-------- TEXTO DE LEITURA --------

Discurso durante a 105ª Sessão Deliberativa Ordinária, no Senado Federal

Alerta para os problemas enfrentados pelas reservas indígenas em Mato Grosso do Sul. (como Líder)

Autor
Juvêncio da Fonseca (PDT - Partido Democrático Trabalhista/MS)
Nome completo: Juvêncio Cesar da Fonseca
Casa
Senado Federal
Tipo
Discurso
Resumo por assunto
POLITICA INDIGENISTA. POLITICA FUNDIARIA.:
  • Alerta para os problemas enfrentados pelas reservas indígenas em Mato Grosso do Sul. (como Líder)
Aparteantes
Augusto Botelho, Mozarildo Cavalcanti, Osmar Dias.
Publicação
Publicação no DSF de 07/07/2005 - Página 22347
Assunto
Outros > POLITICA INDIGENISTA. POLITICA FUNDIARIA.
Indexação
  • GRAVIDADE, VIOLENCIA, CONFLITO, INDIO, COLONO, ESTADO DO MATO GROSSO DO SUL (MS), LEITURA, TRECHO, NOTICIARIO.
  • DENUNCIA, INFERIORIDADE, EXTENSÃO, TERRAS INDIGENAS, ESTADO DO MATO GROSSO DO SUL (MS), SUPERIORIDADE, POPULAÇÃO, CRITICA, ATUAÇÃO, FUNDAÇÃO NACIONAL DO INDIO (FUNAI), ORGANIZAÇÃO NÃO-GOVERNAMENTAL (ONG), INCENTIVO, INVASÃO, PROPRIEDADE PRODUTIVA.
  • PROTESTO, OBSTRUÇÃO PARLAMENTAR, BANCADA, GOVERNO, PROPOSTA, EMENDA CONSTITUCIONAL, AUTORIA, ORADOR, AUTORIZAÇÃO, DESAPROPRIAÇÃO, PROPRIEDADE RURAL, OBJETIVO, EXPANSÃO, RESERVA INDIGENA, DENUNCIA, NEGLIGENCIA, GOVERNO FEDERAL, SOLUÇÃO, LITIGIO, TERRAS, ATUAÇÃO, MINISTERIO DA JUSTIÇA (MJ), PRESIDENTE DA REPUBLICA, INCONSTITUCIONALIDADE, CONFISCO, AREA.

O SR. JUVÊNCIO DA FONSECA (PDT - MS. Como Líder. Sem revisão do orador.) - Sr. Presidente, Srªs e Srs. Senadores, Senador Mozarildo, parece até uma sina estar sempre nesta tribuna, falando da questão indígena e, principalmente, da questão indígena de Mato Grosso do Sul. Vou repetir aquilo que sempre falei desta tribuna: há muita gente falando no indígena, e muita gente que fala explorando o indígena.

No meu Estado, Mato Grosso do Sul, a questão indígena é diferente da existente na Região Norte, porque nesta, no Amazonas, o indígena precisa da demarcação da área já existente. São milhões de hectares para poucos índios. No Mato Grosso do Sul, a questão fundiária é grave. As aldeias estão confinadas. Volto a repetir: campos de concentração de índios!

--------

## EXERCÍCIO A
Responda com base no discurso:
(i) A que partido pertence o autor?
(ii) Em que data o discurso foi publicado no DSF?
(iii) Segundo o orador, de que o indígena precisa no Amazonas?

-------- ENTRADAS BRUTAS --------

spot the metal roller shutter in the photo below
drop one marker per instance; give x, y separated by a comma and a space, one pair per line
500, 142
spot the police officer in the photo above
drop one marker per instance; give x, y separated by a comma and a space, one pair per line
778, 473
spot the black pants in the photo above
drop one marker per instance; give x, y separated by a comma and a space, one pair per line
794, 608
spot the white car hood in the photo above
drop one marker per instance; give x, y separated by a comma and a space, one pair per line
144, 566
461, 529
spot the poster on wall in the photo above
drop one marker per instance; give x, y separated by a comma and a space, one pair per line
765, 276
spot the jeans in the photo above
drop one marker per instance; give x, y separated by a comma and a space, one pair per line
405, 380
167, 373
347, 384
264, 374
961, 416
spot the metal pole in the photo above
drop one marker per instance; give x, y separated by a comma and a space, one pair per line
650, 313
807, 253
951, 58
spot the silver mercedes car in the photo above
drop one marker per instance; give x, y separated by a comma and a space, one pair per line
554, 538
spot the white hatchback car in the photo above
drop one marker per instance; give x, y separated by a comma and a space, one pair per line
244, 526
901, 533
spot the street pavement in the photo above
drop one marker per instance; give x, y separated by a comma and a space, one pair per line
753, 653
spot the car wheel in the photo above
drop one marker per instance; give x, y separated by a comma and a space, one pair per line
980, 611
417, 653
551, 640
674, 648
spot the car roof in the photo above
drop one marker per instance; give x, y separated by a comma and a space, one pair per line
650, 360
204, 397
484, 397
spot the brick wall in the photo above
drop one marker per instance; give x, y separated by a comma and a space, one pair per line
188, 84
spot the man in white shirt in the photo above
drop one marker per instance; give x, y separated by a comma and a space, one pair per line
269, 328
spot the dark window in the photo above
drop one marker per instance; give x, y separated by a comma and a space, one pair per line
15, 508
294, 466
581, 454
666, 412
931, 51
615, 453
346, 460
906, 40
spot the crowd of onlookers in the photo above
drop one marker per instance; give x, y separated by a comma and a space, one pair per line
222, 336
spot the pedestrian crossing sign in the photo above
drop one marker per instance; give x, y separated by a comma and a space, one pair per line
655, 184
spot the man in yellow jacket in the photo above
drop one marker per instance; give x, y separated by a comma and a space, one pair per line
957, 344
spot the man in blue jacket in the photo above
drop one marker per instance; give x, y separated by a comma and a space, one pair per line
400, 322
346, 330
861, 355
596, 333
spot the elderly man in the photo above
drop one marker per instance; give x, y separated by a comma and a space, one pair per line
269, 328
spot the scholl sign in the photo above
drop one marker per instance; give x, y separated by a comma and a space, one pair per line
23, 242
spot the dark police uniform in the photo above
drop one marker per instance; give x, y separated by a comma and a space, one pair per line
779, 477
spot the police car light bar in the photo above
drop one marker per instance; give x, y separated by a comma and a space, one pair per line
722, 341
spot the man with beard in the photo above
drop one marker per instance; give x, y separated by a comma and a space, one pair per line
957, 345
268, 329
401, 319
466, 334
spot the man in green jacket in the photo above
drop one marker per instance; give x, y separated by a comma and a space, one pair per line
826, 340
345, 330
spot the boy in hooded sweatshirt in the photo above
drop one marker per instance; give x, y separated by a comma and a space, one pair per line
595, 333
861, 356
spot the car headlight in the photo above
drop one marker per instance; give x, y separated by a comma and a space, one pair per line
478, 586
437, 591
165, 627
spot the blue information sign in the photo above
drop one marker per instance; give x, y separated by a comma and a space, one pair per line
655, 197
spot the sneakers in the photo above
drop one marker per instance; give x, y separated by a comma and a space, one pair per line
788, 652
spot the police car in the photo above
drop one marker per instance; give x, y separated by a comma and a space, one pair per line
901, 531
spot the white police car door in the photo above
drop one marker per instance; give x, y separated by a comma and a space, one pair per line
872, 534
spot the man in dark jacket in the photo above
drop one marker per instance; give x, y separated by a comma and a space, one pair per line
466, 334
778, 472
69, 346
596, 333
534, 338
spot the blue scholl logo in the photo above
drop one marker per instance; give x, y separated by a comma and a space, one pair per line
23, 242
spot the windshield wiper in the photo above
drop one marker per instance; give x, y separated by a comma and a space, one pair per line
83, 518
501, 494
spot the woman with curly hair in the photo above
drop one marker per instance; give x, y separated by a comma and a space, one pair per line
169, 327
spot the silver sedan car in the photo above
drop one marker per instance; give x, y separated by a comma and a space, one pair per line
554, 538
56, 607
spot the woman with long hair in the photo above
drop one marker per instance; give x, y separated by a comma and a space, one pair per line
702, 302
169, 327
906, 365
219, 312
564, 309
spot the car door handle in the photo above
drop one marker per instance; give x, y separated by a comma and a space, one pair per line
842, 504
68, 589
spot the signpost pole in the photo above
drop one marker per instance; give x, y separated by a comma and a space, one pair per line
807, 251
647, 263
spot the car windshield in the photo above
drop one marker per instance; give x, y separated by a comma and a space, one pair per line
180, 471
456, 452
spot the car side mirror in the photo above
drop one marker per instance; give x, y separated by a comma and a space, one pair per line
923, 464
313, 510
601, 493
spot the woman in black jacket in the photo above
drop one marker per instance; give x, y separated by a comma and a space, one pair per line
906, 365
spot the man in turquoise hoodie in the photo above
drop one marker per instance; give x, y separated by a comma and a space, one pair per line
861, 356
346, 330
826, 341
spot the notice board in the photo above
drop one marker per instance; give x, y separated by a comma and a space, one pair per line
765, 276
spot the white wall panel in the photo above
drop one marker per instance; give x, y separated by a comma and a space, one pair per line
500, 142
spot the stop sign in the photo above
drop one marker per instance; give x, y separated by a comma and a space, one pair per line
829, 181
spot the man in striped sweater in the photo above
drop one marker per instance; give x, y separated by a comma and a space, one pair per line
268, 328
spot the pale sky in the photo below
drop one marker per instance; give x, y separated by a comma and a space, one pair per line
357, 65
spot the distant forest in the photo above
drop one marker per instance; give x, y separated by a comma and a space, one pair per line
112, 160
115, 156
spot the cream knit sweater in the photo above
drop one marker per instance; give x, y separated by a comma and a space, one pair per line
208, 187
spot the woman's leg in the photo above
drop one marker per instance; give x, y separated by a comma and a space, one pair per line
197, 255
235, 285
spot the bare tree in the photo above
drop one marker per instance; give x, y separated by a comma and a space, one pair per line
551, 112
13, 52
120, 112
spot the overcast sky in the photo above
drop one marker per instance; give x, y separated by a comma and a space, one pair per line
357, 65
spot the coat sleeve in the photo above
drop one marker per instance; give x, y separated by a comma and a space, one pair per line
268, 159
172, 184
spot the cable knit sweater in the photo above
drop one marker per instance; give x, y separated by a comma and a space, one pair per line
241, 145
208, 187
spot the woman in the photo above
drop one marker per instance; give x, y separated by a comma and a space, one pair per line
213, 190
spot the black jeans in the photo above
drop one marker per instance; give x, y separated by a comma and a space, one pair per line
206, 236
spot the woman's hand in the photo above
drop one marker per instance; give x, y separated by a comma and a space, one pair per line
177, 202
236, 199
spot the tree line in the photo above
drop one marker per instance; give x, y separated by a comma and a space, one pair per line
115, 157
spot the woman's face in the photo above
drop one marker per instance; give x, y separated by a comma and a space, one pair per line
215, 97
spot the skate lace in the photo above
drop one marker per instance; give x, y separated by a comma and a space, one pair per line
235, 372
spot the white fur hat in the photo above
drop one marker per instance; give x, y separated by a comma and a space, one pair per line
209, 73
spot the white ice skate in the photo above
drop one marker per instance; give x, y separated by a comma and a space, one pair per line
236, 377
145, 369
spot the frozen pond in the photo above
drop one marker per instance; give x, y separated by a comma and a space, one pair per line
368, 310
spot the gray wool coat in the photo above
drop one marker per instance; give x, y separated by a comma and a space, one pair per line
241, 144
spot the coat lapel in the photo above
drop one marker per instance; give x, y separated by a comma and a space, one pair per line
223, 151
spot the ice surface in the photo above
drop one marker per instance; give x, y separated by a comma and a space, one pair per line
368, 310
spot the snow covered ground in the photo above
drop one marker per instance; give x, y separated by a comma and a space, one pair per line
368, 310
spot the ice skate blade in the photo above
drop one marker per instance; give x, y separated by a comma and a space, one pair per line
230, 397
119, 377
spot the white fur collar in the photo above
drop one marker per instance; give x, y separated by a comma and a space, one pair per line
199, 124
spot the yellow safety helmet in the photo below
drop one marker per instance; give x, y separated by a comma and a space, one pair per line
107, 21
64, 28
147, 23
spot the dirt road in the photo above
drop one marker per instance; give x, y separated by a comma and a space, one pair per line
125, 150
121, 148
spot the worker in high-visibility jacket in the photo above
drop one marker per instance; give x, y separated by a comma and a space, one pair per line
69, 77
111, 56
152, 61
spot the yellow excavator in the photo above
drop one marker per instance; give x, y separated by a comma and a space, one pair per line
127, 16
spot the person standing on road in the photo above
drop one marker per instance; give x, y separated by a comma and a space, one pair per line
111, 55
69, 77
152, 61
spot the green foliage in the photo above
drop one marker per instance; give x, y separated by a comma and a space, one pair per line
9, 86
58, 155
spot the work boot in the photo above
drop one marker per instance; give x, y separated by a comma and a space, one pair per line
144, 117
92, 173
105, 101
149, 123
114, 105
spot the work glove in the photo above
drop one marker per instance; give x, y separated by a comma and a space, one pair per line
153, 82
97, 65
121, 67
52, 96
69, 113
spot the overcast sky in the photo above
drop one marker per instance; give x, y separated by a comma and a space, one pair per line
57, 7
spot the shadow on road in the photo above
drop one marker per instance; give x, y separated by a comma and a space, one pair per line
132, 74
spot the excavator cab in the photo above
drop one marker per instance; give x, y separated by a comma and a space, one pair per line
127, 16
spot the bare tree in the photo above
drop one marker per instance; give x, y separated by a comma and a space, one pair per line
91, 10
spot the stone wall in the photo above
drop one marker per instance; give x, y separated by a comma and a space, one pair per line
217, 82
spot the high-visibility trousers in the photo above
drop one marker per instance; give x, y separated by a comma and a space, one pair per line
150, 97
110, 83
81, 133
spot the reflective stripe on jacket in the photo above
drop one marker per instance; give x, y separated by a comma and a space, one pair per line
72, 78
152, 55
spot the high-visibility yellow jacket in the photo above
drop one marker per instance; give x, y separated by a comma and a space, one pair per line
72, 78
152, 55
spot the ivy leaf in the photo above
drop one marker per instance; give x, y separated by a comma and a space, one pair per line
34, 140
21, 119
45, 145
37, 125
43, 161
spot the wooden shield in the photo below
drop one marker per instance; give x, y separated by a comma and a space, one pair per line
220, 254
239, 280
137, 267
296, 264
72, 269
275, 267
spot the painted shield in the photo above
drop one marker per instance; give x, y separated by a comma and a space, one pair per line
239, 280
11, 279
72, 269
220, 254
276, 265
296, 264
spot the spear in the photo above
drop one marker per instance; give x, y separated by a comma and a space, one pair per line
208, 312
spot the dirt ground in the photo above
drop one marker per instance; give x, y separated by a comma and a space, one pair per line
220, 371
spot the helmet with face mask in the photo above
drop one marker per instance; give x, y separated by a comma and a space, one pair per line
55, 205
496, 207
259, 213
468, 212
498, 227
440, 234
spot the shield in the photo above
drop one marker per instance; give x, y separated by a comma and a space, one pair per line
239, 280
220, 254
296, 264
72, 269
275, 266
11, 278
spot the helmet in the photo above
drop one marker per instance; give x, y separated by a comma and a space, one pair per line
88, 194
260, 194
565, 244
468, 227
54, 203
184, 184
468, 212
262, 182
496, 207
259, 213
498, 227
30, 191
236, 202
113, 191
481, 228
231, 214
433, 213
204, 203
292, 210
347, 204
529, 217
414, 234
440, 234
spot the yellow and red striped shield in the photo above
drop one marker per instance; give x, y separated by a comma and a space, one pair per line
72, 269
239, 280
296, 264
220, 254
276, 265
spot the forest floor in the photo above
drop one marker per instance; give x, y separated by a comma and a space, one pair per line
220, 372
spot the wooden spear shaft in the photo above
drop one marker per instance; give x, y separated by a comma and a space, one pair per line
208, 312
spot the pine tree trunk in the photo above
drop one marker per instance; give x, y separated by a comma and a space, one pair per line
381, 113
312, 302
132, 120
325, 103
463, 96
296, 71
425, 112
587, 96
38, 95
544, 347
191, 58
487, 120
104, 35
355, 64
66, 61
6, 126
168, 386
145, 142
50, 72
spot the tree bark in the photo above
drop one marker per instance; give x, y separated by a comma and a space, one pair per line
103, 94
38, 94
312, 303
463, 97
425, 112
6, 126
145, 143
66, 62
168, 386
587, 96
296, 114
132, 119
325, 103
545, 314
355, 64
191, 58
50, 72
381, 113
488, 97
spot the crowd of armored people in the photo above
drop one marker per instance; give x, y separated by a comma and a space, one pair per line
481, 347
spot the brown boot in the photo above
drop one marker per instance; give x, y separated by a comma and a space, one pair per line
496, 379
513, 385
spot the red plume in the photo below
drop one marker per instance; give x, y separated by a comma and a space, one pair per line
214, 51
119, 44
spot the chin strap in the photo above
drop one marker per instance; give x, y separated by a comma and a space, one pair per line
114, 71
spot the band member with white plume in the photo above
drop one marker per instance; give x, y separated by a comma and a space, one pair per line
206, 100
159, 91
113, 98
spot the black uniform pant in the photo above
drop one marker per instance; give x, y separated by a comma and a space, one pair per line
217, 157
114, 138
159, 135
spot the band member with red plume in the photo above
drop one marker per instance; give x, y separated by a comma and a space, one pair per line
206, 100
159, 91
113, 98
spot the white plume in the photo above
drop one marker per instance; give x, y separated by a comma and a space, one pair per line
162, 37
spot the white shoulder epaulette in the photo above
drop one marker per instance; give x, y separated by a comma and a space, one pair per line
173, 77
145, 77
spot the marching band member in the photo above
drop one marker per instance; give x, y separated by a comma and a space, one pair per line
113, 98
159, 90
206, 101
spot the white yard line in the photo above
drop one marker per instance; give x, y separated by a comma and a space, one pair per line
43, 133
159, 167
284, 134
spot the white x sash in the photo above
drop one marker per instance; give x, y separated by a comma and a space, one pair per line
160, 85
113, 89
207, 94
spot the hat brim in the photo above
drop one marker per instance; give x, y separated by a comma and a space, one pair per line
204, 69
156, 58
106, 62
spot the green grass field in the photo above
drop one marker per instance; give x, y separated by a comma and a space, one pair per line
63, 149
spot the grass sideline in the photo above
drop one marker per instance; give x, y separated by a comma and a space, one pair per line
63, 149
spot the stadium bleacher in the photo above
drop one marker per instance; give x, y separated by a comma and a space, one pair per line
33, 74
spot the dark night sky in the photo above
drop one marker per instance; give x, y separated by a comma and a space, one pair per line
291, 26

--------

## EXERCÍCIO B
Conte as linhas das entradas que contêm a sequência "visibility", levando em conta maiúsculas e minúsculas. Responda apenas com o número.

## RESPOSTA DO EXERCÍCIO A
(i) PDT (Partido Democrático Trabalhista).
(ii) 07/07/2005.
(iii) Da demarcação da área já existente.

## RESPOSTA DO EXERCÍCIO B
3